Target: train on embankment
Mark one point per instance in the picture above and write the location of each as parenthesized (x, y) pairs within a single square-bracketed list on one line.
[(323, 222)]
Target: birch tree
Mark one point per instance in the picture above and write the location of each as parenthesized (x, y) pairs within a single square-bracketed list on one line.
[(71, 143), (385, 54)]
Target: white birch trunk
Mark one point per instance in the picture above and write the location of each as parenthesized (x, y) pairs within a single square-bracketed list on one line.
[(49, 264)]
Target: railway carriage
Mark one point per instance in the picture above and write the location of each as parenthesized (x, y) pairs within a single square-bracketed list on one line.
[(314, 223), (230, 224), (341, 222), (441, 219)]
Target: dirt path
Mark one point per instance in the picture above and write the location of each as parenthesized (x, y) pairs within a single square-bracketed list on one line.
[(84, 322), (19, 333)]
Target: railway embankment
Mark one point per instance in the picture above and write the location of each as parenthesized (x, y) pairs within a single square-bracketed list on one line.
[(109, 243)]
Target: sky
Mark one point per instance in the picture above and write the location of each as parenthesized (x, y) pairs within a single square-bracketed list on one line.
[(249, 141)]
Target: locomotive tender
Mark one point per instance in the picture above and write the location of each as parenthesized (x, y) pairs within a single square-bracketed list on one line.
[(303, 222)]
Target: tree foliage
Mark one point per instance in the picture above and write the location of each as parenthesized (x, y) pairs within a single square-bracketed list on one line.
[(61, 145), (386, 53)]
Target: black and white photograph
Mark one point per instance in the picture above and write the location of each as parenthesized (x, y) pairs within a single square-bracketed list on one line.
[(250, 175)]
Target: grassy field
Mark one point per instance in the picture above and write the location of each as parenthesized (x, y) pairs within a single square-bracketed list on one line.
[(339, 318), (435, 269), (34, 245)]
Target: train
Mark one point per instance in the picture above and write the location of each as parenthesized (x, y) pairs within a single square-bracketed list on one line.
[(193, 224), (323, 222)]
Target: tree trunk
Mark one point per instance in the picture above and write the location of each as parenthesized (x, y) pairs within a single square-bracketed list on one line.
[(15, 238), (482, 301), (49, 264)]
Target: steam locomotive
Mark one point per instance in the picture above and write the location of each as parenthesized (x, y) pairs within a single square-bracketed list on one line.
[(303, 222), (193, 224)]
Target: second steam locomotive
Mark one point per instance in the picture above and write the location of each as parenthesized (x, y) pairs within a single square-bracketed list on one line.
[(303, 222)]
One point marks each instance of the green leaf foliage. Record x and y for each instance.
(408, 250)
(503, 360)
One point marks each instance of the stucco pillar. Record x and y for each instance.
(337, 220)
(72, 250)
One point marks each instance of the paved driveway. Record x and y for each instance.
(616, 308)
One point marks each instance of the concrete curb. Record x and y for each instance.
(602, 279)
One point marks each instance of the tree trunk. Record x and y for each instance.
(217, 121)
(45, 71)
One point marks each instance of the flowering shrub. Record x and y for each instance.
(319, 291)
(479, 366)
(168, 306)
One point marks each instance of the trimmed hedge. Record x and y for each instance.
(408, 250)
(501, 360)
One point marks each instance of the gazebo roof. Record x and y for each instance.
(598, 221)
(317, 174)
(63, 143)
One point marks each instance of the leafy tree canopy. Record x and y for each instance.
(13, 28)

□ □ □

**WORK ORDER:** Of the entries above, repeat exactly the lines between the line with "Target: steam locomotive" and the line with "Target: second steam locomotive", inclusive, and no others.

**TASK RESPONSE:**
Target: steam locomotive
Mark one point per instance in the picture above and write the location of each as parenthesized (x, y) pairs within a single square-bracketed list on one line.
[(303, 222), (193, 224)]
Target: second steam locomotive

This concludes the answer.